* DATASET ENTRIES
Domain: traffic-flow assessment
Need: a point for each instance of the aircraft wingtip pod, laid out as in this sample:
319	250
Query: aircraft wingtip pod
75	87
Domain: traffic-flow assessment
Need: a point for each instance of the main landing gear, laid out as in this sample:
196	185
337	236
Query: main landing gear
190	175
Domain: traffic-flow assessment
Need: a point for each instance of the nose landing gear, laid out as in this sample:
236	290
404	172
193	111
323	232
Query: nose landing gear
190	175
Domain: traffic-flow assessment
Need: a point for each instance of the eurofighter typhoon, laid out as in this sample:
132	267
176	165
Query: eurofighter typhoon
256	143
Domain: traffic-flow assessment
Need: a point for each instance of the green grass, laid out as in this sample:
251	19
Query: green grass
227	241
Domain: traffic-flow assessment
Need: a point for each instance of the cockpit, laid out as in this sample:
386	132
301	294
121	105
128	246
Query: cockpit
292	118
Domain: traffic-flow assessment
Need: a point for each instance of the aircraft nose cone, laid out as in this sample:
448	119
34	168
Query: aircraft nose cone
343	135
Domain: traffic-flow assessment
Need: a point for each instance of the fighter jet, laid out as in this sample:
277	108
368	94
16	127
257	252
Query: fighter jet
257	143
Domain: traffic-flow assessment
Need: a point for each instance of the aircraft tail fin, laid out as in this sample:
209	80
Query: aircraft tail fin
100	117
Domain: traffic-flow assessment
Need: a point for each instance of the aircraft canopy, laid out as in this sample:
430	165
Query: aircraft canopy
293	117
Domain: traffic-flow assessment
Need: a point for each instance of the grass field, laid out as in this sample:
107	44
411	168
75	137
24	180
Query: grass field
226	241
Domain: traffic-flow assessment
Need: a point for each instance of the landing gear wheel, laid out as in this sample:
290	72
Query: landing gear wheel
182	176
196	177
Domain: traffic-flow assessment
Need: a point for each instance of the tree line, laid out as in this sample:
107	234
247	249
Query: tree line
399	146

* TASK STATEMENT
Give the listing again, word for word.

* SOLUTION FOR THIS TASK
Domain: traffic-flow assessment
Need: a point for each instance of the aircraft wingtip pod, laid out as in this sample:
319	250
Query: aircraft wingtip pod
75	87
Domain: traffic-flow assessment
Need: a point for each instance of the main landing gear, laid out as in this sample:
196	185
337	236
Query: main landing gear
190	175
Domain: traffic-flow assessment
Need: a point for each instance of the nose landing gear, laid out as in this sample:
236	290
404	172
193	111
323	232
Query: nose landing gear
190	175
Domain: traffic-flow assessment
Need: a point for each instance of the eurofighter typhoon, laid out as in this sample:
132	267
176	165
Query: eurofighter typhoon
256	143
Domain: traffic-flow assessment
Need: a point for each instance of the green grass, laid out as in this sample:
251	19
Query: green grass
227	241
Domain: traffic-flow assessment
Need: a point for each instance of the cockpit, laid out as in this sample:
386	132
301	294
121	105
128	246
Query: cockpit
292	118
Domain: traffic-flow assessment
Need: a point for each instance of the aircraft nose cone, laid out as in this sample:
448	119
34	168
Query: aircraft nose cone
343	135
Domain: traffic-flow assessment
Need: a point for each instance of the fighter jet, laid out as in this sample:
277	108
368	94
16	127
257	252
Query: fighter jet
257	143
Domain: traffic-flow assessment
Need: a point for each instance of the aircraft tail fin, laid out as in this sample:
209	80
Query: aircraft tail fin
100	117
Domain: traffic-flow assessment
Need: a point for each instance of the aircraft canopy, laid out as in this sample:
430	165
Query: aircraft canopy
293	117
Domain: traffic-flow assessment
Need: a point for each instance of the grass field, laid out as in this sample:
107	44
411	168
75	137
24	180
Query: grass field
226	241
Domain: traffic-flow assessment
Need: a point for each instance of the landing gear wheel, laid out as in this sample:
290	72
Query: landing gear wheel
182	176
196	177
Domain: traffic-flow assessment
Need: a point for each instance of the tree line, laid out as in this sample:
107	234
247	249
Query: tree line
399	146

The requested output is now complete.